**Short exercise**: Transcribe the listing below word for word, starting with the line that contains "Where can you find the curved" and continuing through the final line of the listing.

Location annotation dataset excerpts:
Begin
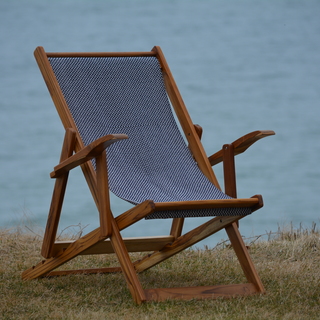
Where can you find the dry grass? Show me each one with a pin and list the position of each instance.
(289, 265)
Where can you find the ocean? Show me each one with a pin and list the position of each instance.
(240, 66)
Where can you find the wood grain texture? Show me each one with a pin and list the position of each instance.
(57, 197)
(205, 292)
(242, 144)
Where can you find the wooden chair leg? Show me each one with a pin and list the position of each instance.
(127, 267)
(57, 197)
(185, 241)
(244, 257)
(176, 227)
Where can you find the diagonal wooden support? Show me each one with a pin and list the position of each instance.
(64, 256)
(127, 267)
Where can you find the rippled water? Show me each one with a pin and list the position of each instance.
(240, 66)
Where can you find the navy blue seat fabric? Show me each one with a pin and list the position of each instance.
(111, 95)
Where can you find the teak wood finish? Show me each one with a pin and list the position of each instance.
(107, 239)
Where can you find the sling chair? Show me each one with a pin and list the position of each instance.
(118, 113)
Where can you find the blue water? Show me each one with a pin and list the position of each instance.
(240, 66)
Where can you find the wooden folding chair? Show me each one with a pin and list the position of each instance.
(117, 110)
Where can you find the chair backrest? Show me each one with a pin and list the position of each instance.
(127, 94)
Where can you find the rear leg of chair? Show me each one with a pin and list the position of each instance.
(244, 257)
(43, 268)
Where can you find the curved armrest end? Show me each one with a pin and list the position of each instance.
(87, 153)
(242, 144)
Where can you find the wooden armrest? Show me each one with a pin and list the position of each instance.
(242, 144)
(87, 153)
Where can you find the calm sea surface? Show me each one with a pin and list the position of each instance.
(240, 66)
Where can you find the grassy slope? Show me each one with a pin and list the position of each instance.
(289, 267)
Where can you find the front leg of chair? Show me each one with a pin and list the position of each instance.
(58, 196)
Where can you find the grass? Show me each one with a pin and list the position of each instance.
(288, 264)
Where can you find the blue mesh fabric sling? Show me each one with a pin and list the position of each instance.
End
**In response**:
Where can you find the curved armrest end? Show me each one with a pin and list the position of each instance.
(87, 153)
(242, 144)
Where can you find the wooden armrest? Show me each one with a pin and list the position of each instance.
(242, 144)
(87, 153)
Where can you find the calm sea surface? Show me each one with a pin and list the position of each instance.
(240, 66)
Where can you find the grassy slope? Show me each one with a pin and list the position of each instance.
(289, 267)
Where can you find the front leg of chair? Show me each one with a pin and list the position of each instance.
(58, 196)
Where can you find the grass? Show me each one with a pin and list the position of each instance.
(288, 264)
Where can you find the blue mesh fabric sling? Show me each one with a pin and list the position of each instance.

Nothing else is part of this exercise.